Start of DATA FOR THE TASK

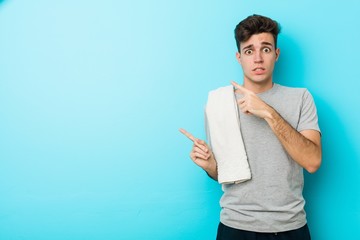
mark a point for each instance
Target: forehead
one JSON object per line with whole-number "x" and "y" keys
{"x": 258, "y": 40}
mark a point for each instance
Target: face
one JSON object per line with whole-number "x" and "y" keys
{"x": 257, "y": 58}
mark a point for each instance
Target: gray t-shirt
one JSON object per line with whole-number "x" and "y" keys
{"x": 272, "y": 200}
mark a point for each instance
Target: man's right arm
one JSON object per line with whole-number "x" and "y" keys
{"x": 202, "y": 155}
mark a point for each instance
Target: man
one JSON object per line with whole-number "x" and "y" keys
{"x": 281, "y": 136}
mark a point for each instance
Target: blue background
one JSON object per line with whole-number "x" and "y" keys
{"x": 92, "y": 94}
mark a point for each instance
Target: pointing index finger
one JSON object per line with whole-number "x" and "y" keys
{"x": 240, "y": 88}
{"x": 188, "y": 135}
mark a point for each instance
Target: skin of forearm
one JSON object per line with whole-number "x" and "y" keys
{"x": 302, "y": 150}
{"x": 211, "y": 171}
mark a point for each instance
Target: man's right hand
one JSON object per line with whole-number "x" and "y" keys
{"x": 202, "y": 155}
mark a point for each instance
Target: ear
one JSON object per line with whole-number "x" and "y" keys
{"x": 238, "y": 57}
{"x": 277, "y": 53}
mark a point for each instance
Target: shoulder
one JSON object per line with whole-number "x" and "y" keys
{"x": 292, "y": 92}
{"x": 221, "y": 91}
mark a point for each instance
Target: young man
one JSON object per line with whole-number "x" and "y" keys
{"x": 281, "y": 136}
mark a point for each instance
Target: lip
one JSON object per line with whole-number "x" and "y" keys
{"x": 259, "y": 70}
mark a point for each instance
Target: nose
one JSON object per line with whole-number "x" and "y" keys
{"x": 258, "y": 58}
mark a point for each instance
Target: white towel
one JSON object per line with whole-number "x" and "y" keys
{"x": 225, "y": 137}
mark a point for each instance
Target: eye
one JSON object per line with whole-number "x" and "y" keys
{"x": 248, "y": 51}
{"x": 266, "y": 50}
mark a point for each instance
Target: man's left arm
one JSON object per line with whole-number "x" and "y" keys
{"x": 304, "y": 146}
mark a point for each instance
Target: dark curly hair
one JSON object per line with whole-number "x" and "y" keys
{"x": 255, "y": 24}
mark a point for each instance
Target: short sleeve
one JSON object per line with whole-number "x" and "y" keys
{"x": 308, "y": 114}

End of DATA FOR THE TASK
Start of DATA FOR THE TASK

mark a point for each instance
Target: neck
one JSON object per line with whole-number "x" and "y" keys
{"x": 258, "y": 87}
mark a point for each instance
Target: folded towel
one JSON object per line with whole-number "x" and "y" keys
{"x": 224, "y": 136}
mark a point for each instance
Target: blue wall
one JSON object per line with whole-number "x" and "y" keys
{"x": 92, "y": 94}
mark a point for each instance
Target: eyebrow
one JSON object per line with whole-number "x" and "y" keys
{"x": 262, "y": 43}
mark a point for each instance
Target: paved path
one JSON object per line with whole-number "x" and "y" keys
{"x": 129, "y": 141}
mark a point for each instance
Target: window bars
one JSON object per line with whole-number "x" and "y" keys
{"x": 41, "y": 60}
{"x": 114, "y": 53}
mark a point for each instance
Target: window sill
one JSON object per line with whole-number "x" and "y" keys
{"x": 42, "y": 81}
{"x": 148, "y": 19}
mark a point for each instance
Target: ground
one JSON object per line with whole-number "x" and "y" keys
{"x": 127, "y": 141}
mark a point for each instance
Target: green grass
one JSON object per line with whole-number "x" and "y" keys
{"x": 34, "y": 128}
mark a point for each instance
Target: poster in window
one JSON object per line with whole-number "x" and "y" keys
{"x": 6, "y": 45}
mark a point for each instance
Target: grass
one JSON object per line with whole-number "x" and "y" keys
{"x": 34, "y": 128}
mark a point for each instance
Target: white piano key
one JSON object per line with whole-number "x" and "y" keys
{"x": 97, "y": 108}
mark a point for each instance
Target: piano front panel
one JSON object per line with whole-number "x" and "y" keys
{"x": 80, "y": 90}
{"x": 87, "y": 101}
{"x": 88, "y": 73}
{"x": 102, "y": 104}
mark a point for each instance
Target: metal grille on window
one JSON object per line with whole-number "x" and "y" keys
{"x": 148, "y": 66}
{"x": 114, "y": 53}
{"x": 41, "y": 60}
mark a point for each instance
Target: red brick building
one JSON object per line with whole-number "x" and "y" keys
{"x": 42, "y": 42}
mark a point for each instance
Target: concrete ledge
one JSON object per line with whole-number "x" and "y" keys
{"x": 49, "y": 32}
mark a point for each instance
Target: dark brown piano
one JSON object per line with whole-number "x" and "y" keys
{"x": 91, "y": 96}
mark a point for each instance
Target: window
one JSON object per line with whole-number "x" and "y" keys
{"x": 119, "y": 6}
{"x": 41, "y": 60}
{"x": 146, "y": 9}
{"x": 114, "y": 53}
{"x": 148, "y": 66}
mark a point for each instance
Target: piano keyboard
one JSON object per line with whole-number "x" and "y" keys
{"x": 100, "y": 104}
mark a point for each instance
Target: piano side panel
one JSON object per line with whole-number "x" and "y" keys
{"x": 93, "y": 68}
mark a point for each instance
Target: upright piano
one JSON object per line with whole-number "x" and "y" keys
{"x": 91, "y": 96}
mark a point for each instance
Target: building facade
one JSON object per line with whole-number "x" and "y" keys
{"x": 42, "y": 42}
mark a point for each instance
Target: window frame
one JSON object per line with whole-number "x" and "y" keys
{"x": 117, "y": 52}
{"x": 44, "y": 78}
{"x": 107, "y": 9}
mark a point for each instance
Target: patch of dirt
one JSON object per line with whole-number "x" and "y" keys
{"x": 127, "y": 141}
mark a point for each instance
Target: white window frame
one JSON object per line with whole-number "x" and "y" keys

End of DATA FOR THE TASK
Start of DATA FOR THE TASK

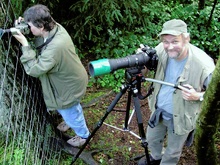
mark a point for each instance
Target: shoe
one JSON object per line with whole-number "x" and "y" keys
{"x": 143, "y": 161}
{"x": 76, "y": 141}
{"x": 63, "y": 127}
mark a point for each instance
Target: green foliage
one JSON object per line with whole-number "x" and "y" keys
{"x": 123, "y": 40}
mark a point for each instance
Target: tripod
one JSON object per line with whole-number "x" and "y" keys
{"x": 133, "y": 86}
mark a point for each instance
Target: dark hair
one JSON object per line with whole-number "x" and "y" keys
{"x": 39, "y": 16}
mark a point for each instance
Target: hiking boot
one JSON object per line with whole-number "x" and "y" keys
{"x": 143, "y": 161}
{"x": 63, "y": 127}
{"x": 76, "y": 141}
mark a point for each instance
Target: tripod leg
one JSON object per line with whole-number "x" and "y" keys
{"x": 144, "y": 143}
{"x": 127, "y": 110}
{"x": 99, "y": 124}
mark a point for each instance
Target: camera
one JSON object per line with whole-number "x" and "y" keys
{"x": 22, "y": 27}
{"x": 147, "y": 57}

End of DATA FOR THE TASK

_WHAT THE EXERCISE ASKS_: Sift through the entries and copy every line with "panel".

_ANSWER BOX_:
Target: piano front panel
Target: piano side panel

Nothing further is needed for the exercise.